**Enunciado del ejercicio:** ¿Puedes reescribir el fragmento sobre Gore Verbinski desde "Nacido en Oak, Tennessee, hace" hasta "de autoría? Veámoslo." poniendo "pulpo" en lugar de "camaleón"?

**Fragmento:**
*-*-*

Nacido en Oak, Tennessee, hace 53 años, Gore Verbinski y su filmografía, desconciertan. Empezar dirigiendo un filme titulado Un ratoncito duro de roer (1997) y no desaparecer en el intento, solo significa que posee una piel de roca y una adaptación de camaleón. ¿Valen estas dos cualidades para considerar que en su cine hay señales de autoría? Veámoslo.
En 2001 filmó The mexican; en 2002, se atrevió con un solvente remake de The Ring; en 2003, contra todo pronóstico se inventó Piratas del Caribe. Así, una película montada sobre una atracción de feria de Disneylandia se convirtió en un fenómeno de masas cinematográfico. Sin tiempo para digerir aquel éxito al que volveremos luego, Verbinski se atrevió a dirigir a Nicolas Cage en El hombre del tiempo, la historia de un meteorólogo capaz de leer el movimiento de las nubes, e incapaz de entender el hundimiento de su familia. Luego, el dólar es poderoso, dos nuevas entregas de Piratas del Caribe. Más y más éxito para, a continuación, reinventarse con Rango, una obra de dibujos animados con sosa cáustica en lugar de sangre. Finalmente, Verbinski, un yanqui con genes polacos en su interior, abordó su mayor delirio hasta la fecha: El llanero solitario (2013).
Tras Tim Burton, es el director que más veces ha lidiado con Johnny Deep y, como el citado Burton, su naturaleza no renuncia a una actitud peterpanesca de querencia por las nostalgias de juegos y mitos del niño que alguna vez fue.
Sin embargo, ante La cura del bienestar, (La cura siniestra la titulan en México) Verbinski se comporta fiel a sí mismo con la que es su película más inclasificable. Coautor del guión, 156 minutos ocupa un filme en el que un fuerte entramado simbólico parece reclamar lecturas subterráneas. En su primer nivel, La cura del bienestar parte de un viaje desde EEUU.a Suiza, en plenos Alpes, al lado de Alemania. El que se traslada es un joven y ambicioso ejecutivo enviado para (a)traer al principal responsable de una empresa que se tambalea hacia la ruina en buena medida por esa ausencia de mando. Verbinski, que sabe de los usos de la posmodernidad, evidencia conocer bien los clásicos del género. Del Murnau de Nosferatu al Rupert Julian de El fantasma de la ópera. Del Kubrick de El resplandor a su propio hacer con The Ring, donde no duda en autohomenajearse a sí mismo.

*-*-*

Descripciones de regiones en lenguaje natural:
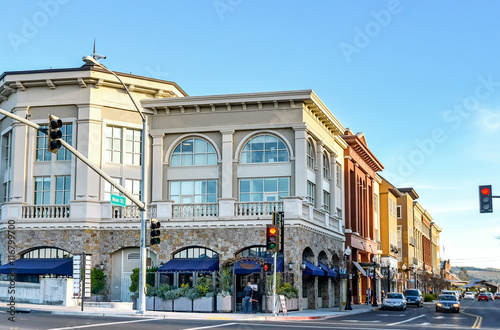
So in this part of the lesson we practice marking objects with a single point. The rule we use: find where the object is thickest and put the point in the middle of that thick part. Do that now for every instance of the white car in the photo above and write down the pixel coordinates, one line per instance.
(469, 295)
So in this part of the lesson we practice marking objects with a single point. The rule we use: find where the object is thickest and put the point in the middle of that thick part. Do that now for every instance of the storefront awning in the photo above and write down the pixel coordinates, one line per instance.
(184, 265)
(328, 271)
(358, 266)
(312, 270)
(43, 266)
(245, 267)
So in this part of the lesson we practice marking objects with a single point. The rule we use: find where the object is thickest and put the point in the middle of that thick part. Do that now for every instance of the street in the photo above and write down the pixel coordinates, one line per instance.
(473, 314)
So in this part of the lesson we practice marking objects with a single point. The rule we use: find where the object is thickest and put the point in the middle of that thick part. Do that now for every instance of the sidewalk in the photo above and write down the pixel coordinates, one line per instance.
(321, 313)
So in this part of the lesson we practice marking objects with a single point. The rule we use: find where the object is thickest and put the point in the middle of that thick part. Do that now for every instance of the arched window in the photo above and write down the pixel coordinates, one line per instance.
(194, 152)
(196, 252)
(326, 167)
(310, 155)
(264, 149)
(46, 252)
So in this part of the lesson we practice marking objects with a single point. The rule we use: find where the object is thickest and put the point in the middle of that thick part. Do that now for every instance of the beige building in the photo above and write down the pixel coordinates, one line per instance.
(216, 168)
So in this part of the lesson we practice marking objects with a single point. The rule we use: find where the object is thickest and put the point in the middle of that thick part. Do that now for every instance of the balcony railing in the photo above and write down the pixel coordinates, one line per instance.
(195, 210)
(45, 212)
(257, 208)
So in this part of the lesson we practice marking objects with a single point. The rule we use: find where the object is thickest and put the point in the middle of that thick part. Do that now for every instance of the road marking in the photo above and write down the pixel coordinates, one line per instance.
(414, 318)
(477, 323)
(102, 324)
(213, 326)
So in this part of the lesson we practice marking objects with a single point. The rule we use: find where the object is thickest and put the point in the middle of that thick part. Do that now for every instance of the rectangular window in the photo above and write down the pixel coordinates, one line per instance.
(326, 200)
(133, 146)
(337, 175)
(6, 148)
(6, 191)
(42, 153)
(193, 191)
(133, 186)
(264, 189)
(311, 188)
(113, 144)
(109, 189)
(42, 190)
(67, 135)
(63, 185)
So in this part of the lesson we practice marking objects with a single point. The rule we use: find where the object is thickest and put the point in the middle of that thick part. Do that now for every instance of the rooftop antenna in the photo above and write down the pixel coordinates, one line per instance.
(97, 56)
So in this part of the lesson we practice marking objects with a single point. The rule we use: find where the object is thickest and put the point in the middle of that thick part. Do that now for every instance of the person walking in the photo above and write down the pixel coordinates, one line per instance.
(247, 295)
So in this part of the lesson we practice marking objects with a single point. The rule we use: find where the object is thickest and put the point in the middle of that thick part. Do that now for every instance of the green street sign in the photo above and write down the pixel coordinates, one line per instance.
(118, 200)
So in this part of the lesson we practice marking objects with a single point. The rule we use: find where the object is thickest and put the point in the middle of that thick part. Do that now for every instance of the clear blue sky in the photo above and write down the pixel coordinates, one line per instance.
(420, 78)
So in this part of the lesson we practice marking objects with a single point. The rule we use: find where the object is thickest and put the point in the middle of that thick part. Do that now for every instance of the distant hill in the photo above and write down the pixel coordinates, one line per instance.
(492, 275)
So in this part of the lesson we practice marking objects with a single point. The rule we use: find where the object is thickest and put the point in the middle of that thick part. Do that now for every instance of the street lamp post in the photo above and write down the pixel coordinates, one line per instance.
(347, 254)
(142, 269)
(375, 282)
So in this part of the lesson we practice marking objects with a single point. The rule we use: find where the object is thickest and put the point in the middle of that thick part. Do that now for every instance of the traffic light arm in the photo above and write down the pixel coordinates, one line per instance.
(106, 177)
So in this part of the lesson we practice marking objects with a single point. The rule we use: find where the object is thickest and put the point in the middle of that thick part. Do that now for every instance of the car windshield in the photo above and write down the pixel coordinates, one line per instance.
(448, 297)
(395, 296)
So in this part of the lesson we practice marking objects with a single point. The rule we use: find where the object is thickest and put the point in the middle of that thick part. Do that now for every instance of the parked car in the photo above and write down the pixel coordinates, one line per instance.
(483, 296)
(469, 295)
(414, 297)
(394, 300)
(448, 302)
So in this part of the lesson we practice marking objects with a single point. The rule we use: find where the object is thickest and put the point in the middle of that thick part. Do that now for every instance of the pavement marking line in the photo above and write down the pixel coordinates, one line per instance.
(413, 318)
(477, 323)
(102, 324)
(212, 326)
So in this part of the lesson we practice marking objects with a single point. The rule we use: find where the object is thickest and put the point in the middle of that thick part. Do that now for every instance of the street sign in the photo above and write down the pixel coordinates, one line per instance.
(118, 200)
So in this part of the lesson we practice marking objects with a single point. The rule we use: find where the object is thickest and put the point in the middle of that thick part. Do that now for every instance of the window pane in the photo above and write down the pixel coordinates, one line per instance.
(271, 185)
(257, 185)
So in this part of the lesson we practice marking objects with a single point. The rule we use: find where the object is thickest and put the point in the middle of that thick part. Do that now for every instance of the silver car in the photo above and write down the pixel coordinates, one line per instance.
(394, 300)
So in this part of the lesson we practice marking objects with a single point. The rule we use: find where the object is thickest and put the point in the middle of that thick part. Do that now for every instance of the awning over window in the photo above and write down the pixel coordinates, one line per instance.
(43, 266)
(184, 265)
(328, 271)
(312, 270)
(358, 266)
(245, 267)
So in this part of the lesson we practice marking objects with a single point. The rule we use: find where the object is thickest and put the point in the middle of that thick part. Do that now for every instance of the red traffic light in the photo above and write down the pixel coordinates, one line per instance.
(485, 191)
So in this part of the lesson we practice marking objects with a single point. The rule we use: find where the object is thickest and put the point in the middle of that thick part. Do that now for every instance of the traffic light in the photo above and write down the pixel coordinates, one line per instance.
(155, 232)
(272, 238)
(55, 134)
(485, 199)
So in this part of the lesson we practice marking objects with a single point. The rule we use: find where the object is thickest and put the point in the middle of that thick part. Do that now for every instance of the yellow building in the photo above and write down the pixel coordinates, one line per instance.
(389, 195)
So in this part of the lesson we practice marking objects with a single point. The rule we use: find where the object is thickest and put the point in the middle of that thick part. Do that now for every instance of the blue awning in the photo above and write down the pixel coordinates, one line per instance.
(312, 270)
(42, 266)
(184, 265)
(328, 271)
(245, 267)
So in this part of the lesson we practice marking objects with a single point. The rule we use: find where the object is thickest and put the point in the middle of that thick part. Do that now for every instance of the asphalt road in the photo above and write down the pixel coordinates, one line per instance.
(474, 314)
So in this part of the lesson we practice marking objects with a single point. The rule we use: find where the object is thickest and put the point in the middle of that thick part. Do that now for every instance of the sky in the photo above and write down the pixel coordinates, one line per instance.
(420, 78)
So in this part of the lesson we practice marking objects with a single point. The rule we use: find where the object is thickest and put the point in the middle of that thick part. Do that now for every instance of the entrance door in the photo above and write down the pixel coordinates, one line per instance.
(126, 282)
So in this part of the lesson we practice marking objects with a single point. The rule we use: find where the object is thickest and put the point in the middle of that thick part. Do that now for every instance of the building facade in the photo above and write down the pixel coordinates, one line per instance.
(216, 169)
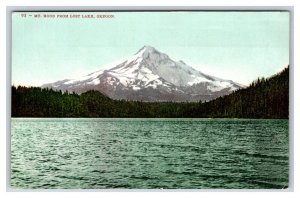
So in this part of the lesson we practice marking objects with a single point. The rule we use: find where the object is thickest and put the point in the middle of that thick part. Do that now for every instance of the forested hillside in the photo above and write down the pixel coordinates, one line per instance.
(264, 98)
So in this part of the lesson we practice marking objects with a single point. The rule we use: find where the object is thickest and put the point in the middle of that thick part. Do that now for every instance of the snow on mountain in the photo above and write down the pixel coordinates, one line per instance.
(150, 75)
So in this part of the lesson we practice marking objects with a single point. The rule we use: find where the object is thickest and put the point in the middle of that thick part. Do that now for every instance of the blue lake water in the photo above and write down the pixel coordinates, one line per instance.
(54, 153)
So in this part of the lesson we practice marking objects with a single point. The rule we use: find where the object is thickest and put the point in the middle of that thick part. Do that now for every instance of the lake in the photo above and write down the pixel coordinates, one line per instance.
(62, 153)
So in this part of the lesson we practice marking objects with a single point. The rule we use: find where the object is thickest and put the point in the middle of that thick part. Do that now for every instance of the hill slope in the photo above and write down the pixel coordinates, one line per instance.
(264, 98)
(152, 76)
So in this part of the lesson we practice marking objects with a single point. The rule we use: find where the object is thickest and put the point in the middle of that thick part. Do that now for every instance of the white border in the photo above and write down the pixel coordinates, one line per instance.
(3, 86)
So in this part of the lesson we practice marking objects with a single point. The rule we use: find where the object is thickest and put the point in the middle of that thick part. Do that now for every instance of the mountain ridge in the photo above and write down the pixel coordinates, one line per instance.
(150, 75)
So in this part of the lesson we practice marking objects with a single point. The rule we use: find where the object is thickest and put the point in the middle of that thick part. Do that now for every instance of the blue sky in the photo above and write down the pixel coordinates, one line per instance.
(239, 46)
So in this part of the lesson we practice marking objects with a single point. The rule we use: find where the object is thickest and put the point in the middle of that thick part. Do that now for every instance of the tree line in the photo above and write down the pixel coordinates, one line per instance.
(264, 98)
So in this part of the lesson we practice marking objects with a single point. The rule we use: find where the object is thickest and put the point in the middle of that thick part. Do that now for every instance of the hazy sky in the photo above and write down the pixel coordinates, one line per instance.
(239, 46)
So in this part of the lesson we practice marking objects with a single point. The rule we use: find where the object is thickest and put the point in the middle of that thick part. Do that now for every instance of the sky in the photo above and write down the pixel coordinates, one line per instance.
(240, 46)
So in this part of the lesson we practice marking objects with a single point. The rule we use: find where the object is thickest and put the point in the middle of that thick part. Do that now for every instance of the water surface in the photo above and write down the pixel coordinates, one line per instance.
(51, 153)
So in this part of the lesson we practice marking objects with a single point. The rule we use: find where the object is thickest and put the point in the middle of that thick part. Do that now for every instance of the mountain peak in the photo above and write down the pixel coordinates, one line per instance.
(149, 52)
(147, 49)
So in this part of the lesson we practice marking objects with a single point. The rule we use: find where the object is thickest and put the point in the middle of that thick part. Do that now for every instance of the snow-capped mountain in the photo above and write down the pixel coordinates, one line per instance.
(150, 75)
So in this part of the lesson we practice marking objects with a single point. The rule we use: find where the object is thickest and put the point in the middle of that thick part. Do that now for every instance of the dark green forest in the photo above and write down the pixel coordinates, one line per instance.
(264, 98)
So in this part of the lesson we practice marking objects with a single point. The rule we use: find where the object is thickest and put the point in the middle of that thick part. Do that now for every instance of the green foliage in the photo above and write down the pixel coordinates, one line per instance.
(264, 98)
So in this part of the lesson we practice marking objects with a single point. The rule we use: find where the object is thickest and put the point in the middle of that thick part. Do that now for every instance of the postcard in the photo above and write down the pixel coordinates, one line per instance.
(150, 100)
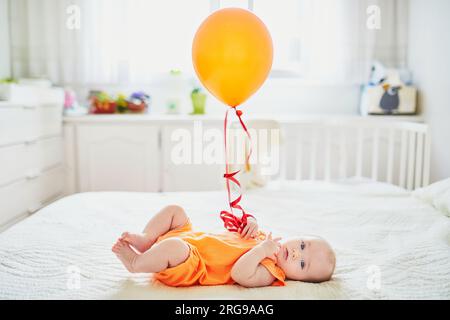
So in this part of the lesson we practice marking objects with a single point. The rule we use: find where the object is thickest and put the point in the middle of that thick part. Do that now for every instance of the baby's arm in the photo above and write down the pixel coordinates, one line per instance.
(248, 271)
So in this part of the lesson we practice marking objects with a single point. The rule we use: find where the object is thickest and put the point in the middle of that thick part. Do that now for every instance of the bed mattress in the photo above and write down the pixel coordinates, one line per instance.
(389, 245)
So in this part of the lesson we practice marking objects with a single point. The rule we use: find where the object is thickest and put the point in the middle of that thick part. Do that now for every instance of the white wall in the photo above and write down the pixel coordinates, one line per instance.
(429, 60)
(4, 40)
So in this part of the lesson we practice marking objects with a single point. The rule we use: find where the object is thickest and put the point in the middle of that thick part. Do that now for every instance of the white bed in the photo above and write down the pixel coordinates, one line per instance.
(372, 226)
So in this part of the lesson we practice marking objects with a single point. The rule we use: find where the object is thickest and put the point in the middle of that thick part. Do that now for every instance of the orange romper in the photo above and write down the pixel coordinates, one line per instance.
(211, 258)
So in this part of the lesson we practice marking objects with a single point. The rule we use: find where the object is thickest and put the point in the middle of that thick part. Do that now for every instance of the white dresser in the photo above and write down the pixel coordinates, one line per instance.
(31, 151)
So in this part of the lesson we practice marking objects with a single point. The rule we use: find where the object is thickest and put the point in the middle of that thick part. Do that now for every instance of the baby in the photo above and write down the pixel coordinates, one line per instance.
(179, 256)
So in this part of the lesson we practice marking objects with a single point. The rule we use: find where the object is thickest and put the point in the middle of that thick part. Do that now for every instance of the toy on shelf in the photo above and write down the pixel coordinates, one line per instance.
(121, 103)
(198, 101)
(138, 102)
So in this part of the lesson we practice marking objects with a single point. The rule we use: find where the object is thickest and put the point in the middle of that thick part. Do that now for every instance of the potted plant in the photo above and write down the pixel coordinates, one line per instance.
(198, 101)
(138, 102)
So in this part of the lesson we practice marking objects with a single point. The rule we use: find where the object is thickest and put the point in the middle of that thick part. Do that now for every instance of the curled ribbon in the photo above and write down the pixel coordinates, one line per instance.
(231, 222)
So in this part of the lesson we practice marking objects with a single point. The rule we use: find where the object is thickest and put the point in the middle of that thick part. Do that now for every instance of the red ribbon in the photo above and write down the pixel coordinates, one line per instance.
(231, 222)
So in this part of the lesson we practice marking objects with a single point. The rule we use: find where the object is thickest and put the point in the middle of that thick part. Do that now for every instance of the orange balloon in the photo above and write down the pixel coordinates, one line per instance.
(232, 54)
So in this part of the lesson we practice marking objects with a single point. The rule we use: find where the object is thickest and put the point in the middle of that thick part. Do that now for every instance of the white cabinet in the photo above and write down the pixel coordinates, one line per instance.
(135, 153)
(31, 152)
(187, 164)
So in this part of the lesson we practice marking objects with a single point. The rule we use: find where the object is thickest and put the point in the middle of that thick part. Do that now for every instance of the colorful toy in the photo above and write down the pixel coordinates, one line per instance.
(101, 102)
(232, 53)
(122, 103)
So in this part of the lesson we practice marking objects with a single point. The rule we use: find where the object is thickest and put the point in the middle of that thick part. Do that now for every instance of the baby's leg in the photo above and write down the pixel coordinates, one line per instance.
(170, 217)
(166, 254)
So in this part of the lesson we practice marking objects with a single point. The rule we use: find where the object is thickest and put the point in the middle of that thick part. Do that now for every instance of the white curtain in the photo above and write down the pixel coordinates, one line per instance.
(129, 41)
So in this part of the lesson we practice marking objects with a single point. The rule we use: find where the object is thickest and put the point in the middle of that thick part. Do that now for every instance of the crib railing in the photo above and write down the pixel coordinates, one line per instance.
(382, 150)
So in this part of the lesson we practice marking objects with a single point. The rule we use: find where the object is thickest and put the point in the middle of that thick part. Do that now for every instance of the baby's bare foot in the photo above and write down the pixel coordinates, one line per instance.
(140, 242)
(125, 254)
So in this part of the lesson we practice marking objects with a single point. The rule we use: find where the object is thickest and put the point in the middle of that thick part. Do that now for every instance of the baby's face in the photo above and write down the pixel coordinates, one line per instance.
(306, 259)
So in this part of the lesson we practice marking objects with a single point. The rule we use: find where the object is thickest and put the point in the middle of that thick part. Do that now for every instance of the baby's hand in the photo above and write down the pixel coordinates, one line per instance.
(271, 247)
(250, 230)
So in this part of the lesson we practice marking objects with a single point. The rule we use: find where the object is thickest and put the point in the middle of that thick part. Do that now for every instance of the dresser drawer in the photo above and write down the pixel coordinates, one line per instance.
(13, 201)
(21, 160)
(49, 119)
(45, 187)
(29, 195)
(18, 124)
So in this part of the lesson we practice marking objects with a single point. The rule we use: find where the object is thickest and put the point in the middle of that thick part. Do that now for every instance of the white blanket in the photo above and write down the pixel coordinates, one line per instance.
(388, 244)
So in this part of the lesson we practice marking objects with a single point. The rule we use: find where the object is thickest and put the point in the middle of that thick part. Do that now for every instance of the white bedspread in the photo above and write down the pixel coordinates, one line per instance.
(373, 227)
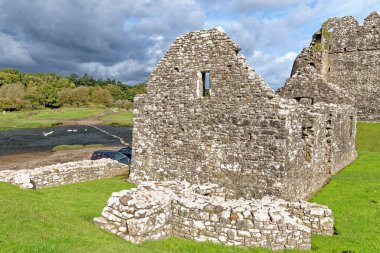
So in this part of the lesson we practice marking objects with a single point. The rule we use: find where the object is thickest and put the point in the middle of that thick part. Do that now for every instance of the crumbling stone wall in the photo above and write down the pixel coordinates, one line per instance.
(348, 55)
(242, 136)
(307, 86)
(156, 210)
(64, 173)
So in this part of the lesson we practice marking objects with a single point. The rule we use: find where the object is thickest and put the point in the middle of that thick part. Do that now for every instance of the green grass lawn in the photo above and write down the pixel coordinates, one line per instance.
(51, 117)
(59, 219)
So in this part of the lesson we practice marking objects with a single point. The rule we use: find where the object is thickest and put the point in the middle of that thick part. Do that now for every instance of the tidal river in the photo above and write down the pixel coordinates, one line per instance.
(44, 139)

*-*-*

**Respuesta:**
Nacido en Oak, Tennessee, hace 53 años, Gore Verbinski y su filmografía, desconciertan. Empezar dirigiendo un filme titulado Un ratoncito duro de roer (1997) y no desaparecer en el intento, solo significa que posee una piel de roca y una adaptación de pulpo. ¿Valen estas dos cualidades para considerar que en su cine hay señales de autoría? Veámoslo.